▶ [WHAT IS ASKED] Repeat verbatim every line of the items from the very first one through the line that contains "column 50, row 213", with both of those lines included.

▶ [GIVEN DATA]

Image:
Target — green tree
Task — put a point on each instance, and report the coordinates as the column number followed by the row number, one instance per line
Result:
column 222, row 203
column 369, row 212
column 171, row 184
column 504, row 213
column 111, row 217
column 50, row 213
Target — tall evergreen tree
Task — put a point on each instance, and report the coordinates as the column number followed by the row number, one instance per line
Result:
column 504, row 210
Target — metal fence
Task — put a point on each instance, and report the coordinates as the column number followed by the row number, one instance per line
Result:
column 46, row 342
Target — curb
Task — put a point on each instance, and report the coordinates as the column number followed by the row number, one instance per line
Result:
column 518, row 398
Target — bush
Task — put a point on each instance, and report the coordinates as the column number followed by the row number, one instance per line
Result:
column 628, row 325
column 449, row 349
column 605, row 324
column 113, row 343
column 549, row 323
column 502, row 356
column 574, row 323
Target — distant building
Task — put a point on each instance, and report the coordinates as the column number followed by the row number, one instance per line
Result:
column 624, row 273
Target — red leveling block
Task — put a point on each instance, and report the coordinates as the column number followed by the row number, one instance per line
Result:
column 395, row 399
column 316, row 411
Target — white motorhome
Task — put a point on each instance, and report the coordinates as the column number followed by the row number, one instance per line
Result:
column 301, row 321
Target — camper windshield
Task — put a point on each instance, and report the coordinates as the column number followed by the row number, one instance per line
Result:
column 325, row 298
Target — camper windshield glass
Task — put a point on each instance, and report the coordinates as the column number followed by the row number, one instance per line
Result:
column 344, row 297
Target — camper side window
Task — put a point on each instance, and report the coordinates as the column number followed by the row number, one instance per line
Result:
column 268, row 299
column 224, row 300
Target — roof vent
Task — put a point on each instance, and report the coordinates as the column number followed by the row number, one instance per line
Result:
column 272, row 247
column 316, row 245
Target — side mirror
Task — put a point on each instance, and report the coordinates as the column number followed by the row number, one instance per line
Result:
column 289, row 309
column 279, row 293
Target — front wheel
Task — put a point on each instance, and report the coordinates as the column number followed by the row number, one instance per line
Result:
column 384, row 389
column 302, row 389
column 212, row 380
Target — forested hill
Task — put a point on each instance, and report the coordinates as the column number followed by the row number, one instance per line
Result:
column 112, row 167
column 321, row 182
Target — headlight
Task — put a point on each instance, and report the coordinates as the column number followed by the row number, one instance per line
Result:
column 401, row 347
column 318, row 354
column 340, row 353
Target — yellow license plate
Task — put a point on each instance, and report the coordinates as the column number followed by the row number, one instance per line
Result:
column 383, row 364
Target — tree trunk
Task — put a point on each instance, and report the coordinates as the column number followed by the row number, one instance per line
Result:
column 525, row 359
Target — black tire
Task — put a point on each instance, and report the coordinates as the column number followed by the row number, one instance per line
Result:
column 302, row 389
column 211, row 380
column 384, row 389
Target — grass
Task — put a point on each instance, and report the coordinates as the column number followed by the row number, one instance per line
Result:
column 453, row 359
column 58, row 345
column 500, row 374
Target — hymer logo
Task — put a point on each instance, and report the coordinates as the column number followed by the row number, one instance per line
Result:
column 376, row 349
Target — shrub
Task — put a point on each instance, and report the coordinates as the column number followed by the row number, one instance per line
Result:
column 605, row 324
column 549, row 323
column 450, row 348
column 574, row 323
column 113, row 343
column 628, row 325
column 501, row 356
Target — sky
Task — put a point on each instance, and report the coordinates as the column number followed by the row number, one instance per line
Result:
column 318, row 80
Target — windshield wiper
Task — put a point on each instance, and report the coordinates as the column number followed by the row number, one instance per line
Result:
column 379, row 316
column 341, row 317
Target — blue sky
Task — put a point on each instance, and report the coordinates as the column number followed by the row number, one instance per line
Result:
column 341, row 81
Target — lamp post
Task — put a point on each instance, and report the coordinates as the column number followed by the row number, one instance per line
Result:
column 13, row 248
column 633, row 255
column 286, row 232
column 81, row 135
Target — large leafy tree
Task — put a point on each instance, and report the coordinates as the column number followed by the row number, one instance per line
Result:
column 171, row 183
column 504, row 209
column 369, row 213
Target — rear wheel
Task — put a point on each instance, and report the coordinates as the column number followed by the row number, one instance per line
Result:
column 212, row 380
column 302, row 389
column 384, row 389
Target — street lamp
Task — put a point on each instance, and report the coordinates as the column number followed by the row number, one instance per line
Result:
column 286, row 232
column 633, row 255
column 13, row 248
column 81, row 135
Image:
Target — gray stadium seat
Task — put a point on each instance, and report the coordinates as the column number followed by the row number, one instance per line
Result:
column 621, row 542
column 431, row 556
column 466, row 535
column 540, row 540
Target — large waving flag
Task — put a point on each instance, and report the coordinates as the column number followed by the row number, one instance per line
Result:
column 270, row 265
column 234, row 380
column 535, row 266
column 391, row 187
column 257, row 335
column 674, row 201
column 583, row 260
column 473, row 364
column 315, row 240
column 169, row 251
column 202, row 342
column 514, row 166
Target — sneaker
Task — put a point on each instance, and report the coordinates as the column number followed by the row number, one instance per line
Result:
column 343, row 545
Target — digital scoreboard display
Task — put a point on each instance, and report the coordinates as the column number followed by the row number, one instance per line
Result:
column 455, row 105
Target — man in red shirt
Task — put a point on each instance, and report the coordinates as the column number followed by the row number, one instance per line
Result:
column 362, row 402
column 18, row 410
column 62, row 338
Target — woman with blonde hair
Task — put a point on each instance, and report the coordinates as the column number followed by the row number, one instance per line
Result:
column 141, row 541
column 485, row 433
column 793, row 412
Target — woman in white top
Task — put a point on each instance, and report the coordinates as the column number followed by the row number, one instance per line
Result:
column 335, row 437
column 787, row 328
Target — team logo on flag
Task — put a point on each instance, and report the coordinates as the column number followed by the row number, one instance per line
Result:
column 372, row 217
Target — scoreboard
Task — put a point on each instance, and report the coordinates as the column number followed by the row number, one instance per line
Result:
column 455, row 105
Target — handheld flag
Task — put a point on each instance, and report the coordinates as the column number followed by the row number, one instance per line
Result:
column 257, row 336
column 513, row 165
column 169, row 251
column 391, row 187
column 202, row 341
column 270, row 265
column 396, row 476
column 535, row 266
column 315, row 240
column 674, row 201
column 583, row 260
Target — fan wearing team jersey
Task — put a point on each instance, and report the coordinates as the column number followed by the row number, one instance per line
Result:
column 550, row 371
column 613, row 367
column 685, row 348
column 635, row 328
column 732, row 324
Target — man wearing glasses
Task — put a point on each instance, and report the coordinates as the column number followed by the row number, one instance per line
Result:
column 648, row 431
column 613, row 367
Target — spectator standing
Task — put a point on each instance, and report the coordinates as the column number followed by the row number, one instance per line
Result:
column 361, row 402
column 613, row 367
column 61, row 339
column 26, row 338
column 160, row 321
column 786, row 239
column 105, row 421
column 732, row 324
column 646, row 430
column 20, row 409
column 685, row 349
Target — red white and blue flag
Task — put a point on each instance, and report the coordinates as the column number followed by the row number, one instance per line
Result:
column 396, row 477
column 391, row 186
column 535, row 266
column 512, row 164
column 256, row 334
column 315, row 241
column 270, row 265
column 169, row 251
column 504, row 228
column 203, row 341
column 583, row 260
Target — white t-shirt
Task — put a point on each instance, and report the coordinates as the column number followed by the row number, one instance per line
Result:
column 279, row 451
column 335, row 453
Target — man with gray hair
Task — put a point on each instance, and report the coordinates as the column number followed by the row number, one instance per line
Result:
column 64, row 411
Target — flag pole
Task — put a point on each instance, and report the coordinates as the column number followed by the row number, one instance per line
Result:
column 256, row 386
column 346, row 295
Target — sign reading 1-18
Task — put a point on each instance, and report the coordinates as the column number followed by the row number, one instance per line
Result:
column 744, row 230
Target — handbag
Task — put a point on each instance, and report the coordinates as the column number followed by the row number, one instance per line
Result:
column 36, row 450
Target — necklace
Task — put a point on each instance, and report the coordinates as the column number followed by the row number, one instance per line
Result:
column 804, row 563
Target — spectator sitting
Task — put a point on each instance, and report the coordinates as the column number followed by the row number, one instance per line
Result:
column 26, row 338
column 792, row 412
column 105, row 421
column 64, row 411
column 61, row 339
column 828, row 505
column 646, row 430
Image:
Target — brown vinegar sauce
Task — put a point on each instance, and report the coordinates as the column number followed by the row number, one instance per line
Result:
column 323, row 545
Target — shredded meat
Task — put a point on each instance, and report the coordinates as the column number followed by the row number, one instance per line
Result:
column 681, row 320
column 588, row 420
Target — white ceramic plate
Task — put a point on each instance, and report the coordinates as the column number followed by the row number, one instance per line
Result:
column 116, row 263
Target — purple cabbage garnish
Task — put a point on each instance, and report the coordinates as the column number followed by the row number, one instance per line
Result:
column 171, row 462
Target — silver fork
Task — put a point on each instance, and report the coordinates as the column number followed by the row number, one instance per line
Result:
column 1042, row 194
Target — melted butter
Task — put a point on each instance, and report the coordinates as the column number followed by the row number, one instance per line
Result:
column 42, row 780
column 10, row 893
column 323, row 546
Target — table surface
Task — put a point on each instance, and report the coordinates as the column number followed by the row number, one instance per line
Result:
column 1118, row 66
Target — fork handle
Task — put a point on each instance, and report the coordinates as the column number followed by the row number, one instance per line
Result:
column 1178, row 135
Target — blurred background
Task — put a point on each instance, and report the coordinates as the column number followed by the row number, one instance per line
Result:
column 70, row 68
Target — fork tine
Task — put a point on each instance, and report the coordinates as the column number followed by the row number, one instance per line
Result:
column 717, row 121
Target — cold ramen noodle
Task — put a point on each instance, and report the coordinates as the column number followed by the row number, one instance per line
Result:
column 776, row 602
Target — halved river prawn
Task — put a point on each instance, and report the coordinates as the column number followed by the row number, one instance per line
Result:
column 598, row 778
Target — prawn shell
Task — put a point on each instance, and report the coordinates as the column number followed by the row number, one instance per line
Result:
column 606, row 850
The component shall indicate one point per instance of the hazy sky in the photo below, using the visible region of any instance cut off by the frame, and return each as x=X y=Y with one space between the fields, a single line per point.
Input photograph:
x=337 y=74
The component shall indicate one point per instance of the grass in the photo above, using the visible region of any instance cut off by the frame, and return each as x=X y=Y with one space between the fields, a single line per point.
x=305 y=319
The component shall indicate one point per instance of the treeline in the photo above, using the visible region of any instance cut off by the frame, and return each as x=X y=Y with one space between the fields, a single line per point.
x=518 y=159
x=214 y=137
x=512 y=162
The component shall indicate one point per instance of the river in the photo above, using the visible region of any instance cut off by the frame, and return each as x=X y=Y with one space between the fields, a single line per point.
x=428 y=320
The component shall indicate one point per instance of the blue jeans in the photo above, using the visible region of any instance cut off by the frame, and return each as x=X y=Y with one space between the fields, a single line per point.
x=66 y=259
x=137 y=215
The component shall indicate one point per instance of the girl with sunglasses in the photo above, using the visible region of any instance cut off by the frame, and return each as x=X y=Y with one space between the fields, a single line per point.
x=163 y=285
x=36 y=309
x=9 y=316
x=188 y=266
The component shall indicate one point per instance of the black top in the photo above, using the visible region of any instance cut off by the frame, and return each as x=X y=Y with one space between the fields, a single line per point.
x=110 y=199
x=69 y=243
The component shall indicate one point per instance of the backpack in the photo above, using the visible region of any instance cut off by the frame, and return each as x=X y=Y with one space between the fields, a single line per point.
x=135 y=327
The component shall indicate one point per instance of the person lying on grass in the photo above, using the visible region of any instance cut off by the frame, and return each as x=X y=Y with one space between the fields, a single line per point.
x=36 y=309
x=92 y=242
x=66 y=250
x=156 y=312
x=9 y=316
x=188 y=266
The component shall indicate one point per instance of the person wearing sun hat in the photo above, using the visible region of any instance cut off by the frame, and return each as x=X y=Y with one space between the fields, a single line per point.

▶ [SOLVED PROBLEM]
Image:
Target — green tree
Task — put a point on each instance, and report the coordinates as the column number followed by the row number, one instance per line
Result:
column 222, row 203
column 369, row 212
column 171, row 184
column 504, row 213
column 111, row 217
column 50, row 213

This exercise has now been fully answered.